BEGIN Record set

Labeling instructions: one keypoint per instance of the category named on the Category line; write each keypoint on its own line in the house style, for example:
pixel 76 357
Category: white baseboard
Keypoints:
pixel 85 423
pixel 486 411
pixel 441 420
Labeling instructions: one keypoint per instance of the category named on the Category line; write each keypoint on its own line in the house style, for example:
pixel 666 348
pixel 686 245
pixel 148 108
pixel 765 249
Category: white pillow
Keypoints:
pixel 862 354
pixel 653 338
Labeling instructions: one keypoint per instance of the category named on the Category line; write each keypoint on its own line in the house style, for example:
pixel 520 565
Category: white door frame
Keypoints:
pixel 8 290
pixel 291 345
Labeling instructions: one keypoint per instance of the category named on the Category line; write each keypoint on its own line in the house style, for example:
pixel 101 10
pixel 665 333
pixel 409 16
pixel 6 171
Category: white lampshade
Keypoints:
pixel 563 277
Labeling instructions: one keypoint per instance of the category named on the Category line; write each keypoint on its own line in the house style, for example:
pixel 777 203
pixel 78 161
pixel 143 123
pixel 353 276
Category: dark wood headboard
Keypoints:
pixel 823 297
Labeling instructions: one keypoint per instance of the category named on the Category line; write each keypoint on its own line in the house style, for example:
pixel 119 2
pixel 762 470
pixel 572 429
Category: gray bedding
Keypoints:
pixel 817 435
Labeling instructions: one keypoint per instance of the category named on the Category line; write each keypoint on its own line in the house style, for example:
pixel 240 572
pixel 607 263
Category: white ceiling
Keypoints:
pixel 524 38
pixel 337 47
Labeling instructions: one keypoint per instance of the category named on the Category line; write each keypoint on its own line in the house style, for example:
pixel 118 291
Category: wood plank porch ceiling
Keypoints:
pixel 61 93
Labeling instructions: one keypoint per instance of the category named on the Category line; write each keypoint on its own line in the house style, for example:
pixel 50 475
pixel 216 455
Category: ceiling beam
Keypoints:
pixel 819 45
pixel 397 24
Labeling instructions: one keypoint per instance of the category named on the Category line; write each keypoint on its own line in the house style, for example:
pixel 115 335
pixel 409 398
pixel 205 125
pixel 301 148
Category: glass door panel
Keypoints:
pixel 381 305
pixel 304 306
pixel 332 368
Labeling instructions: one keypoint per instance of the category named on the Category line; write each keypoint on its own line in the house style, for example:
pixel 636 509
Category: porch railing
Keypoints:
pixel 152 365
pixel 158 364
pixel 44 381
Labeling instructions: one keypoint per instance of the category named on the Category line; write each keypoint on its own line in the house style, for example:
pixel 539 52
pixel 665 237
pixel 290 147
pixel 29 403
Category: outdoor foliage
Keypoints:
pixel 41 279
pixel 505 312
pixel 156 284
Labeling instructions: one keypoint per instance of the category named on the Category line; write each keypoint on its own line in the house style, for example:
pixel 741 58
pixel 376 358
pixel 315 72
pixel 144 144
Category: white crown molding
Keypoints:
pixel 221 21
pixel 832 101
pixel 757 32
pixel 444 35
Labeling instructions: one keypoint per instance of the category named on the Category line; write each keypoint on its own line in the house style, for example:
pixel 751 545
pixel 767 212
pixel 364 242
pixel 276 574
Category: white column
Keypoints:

END Record set

**Task description**: Your answer should consist of all lines above that include the string "porch".

**Exercise result**:
Category: wood plank porch ceiling
Category: porch railing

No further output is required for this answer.